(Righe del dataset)
>>>

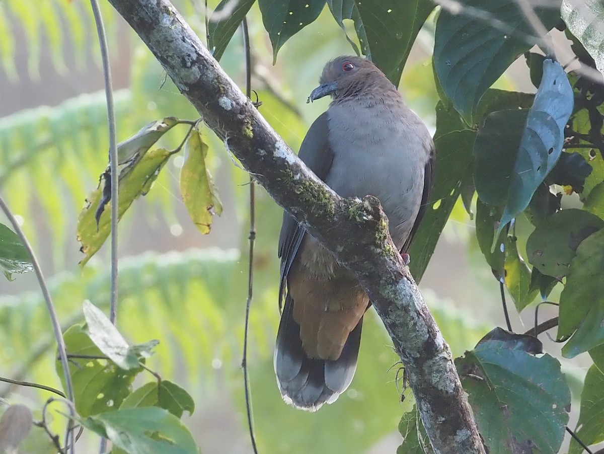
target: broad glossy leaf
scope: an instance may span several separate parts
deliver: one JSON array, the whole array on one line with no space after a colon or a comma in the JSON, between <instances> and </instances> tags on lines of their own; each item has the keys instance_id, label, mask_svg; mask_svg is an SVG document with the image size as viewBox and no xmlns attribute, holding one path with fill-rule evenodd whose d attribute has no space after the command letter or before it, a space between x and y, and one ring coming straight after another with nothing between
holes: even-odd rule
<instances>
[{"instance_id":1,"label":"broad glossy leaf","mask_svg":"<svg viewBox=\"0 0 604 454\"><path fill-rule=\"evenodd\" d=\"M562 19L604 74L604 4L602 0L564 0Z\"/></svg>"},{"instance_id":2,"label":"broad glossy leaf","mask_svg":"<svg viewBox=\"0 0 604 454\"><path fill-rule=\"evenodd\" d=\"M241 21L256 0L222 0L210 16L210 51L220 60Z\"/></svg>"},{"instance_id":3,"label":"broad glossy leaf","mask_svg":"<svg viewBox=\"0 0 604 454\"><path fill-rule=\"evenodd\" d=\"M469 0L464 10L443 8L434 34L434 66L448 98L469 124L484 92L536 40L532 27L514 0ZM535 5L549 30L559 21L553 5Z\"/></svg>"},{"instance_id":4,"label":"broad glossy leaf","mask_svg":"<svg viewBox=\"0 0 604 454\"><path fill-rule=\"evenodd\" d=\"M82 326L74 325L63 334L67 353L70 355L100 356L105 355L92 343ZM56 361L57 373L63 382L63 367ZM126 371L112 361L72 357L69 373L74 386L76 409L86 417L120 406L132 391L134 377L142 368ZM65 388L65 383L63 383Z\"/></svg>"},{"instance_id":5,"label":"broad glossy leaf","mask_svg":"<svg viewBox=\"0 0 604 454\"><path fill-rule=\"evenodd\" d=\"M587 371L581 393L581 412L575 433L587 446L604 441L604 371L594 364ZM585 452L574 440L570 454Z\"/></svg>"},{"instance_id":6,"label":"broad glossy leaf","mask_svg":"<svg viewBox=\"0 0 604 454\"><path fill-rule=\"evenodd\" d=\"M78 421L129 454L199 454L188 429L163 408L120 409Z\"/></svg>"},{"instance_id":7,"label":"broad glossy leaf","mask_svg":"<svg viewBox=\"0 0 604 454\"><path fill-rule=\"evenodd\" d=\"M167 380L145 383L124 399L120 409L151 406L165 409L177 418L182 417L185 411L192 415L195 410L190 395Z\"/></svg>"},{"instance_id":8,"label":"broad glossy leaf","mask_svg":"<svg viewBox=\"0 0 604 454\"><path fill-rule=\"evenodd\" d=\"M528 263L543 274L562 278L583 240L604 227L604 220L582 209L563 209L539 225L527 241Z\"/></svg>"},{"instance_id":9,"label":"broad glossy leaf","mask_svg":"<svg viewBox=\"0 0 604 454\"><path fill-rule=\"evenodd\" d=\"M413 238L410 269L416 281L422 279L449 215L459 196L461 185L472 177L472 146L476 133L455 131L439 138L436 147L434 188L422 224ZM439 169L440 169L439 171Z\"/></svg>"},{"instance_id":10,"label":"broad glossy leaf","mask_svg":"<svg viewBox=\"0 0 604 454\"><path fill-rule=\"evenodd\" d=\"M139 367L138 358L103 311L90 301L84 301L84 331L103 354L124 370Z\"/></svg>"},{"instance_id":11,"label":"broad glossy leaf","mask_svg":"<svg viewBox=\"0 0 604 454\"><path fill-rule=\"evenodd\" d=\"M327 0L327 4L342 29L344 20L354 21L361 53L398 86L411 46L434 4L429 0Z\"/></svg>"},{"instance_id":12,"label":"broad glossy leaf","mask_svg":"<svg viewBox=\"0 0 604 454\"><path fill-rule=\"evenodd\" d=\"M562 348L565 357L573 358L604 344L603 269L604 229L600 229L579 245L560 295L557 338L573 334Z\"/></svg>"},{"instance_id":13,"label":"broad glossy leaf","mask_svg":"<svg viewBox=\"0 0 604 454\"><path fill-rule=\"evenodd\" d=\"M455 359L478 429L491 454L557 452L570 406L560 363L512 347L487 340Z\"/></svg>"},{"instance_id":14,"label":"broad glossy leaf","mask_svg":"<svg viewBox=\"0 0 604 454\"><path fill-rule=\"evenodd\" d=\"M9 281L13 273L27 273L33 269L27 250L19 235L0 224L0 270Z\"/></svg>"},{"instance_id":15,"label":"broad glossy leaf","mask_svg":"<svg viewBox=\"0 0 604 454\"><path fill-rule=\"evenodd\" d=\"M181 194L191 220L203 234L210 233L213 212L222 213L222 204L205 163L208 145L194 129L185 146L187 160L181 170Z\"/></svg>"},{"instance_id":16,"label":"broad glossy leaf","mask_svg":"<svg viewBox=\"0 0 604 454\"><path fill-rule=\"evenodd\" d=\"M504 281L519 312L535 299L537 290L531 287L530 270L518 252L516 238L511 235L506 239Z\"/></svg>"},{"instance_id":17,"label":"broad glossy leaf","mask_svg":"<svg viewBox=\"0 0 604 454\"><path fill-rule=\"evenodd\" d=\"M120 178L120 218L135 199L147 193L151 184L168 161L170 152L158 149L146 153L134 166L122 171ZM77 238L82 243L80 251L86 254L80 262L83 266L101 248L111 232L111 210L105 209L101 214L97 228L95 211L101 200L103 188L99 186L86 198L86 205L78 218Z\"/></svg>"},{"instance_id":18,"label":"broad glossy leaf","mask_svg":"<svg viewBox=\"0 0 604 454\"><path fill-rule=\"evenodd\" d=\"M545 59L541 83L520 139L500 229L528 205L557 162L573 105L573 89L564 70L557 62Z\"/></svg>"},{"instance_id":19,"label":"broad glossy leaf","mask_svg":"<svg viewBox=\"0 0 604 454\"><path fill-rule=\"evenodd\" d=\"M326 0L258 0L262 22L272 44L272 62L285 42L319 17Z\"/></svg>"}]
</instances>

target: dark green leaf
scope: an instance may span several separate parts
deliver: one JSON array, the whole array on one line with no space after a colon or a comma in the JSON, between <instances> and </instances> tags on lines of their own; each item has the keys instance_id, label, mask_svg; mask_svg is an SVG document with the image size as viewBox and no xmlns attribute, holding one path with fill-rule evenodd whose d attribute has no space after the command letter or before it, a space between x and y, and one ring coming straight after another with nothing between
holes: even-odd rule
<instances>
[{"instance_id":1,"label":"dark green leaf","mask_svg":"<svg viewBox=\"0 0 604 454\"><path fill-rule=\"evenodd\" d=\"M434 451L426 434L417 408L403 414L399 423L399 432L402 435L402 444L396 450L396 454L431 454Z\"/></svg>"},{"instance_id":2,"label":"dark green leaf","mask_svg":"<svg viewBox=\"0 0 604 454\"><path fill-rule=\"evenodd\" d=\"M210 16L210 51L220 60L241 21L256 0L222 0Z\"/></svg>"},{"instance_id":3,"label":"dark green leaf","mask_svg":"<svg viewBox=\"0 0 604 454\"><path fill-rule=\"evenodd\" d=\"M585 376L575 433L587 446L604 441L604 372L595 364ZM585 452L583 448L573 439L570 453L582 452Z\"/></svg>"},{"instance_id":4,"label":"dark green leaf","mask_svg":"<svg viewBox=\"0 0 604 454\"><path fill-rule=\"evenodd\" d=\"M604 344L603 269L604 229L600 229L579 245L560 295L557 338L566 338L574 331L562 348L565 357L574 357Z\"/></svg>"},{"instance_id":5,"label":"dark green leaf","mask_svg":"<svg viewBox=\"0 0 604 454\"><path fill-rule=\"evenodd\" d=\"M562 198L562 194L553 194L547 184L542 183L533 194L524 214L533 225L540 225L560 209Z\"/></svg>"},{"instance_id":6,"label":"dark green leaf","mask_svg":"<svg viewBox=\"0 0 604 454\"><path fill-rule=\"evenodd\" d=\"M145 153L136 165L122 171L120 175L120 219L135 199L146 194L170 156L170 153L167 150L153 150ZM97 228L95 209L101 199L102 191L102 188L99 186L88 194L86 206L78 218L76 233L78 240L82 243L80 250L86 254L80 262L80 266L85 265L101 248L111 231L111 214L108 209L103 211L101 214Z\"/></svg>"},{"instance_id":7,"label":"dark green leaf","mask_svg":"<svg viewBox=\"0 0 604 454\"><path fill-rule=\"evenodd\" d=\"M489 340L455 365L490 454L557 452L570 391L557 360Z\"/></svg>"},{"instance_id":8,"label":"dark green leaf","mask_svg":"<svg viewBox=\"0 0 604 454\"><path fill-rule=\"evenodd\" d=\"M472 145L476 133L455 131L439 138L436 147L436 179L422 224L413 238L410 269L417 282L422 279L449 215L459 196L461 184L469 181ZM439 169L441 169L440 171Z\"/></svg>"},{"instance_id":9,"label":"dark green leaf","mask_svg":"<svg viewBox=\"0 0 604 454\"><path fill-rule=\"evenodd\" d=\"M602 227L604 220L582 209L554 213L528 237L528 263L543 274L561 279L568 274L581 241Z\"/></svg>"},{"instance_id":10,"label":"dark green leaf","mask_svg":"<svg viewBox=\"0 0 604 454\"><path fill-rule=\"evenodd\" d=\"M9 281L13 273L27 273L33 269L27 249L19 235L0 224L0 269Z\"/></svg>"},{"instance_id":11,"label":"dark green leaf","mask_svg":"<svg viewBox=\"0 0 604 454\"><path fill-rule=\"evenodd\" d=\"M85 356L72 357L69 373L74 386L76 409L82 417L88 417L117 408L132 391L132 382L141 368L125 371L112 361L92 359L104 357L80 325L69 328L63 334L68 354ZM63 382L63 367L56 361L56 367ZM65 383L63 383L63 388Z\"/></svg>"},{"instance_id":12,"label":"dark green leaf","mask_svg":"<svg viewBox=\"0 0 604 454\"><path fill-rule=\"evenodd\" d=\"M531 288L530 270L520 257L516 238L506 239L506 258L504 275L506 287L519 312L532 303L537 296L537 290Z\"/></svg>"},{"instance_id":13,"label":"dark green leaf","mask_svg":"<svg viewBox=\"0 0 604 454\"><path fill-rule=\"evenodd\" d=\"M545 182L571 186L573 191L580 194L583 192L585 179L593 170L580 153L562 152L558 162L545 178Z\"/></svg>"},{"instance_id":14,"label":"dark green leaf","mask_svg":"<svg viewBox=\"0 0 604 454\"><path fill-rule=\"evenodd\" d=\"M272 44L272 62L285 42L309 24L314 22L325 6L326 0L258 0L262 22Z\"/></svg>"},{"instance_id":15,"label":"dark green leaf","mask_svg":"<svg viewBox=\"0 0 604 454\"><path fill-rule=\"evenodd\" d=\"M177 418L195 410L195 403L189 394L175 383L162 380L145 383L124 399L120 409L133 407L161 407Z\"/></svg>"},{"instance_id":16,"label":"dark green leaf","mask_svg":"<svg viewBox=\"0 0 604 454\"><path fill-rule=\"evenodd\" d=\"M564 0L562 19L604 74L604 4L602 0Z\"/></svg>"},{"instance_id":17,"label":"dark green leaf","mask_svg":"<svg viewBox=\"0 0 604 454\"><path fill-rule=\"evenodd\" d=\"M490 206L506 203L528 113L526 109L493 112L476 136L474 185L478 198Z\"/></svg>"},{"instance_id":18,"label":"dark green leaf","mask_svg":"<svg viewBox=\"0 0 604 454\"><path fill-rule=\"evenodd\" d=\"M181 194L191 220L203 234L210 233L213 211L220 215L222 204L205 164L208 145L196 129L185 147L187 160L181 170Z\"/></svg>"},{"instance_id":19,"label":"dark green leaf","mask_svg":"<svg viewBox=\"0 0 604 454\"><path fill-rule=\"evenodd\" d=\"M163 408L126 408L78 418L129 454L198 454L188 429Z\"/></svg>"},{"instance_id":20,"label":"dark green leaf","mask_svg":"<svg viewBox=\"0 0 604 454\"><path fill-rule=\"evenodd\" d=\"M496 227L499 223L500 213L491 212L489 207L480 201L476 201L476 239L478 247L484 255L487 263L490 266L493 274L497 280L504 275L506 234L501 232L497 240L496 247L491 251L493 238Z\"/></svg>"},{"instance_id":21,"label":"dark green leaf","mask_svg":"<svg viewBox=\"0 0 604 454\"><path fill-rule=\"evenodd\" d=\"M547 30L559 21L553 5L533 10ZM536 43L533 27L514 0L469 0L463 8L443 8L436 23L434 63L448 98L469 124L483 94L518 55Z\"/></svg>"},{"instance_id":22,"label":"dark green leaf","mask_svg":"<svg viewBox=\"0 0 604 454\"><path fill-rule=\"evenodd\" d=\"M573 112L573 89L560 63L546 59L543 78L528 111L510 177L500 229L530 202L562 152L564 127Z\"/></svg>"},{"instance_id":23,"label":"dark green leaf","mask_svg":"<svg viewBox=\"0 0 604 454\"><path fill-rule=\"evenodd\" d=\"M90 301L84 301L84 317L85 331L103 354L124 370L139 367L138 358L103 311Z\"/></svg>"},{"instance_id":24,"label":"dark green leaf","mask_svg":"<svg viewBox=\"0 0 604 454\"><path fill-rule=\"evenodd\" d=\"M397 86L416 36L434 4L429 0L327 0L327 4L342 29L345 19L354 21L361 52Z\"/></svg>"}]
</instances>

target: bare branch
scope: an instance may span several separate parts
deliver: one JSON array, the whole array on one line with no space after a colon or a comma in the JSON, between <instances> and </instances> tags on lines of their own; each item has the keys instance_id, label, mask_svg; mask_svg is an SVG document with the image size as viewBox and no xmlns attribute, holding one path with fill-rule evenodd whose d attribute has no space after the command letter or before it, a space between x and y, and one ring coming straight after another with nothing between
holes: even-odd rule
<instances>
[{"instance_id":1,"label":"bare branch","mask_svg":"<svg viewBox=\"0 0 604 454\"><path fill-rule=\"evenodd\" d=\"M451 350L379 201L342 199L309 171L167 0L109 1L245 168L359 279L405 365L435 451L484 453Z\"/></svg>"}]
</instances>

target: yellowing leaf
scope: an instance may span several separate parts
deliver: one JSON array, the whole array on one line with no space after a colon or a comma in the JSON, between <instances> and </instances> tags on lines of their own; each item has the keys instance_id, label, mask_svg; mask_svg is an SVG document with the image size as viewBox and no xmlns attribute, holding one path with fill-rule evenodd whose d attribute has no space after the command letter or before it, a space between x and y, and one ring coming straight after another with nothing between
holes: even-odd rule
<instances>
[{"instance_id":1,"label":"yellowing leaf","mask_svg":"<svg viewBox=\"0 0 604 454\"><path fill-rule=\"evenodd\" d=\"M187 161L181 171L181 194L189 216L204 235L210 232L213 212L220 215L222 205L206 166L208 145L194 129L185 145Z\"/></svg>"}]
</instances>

<<<

# OBIETTIVO DELL'ESERCIZIO:
Riporta senza alcuna modifica il tratto delle voci che va dalla riga contenente "target: bare branch" fino alla fine delle voci, estremi inclusi.

# RISULTATO DELL'ESERCIZIO:
target: bare branch
scope: an instance may span several separate parts
deliver: one JSON array, the whole array on one line with no space after a colon or a comma in the JSON, between <instances> and </instances> tags on lines of their own; each item has the keys instance_id, label, mask_svg; mask_svg is an SVG document with the image size as viewBox and no xmlns attribute, holding one path with fill-rule evenodd whose d attribute has no space after the command letter or before it, a space between x and y, and one ring coming straight after another with nothing between
holes: even-odd rule
<instances>
[{"instance_id":1,"label":"bare branch","mask_svg":"<svg viewBox=\"0 0 604 454\"><path fill-rule=\"evenodd\" d=\"M451 350L379 201L342 199L309 171L167 0L109 1L245 168L359 279L405 365L435 451L484 453Z\"/></svg>"}]
</instances>

target: yellowing leaf
scope: an instance may span several separate parts
deliver: one JSON array, the whole array on one line with no space after a colon or a comma in the JSON, between <instances> and </instances> tags on lines of their own; each item has the keys instance_id, label, mask_svg; mask_svg is an SVG document with the image size as viewBox and no xmlns attribute, holding one path with fill-rule evenodd whose d attribute has no space after the command letter or before it, a space between x and y, and one ring coming straight after another with nothing between
holes: even-odd rule
<instances>
[{"instance_id":1,"label":"yellowing leaf","mask_svg":"<svg viewBox=\"0 0 604 454\"><path fill-rule=\"evenodd\" d=\"M187 161L181 171L181 194L189 216L204 235L210 232L213 212L220 215L222 205L206 166L208 145L194 129L185 145Z\"/></svg>"}]
</instances>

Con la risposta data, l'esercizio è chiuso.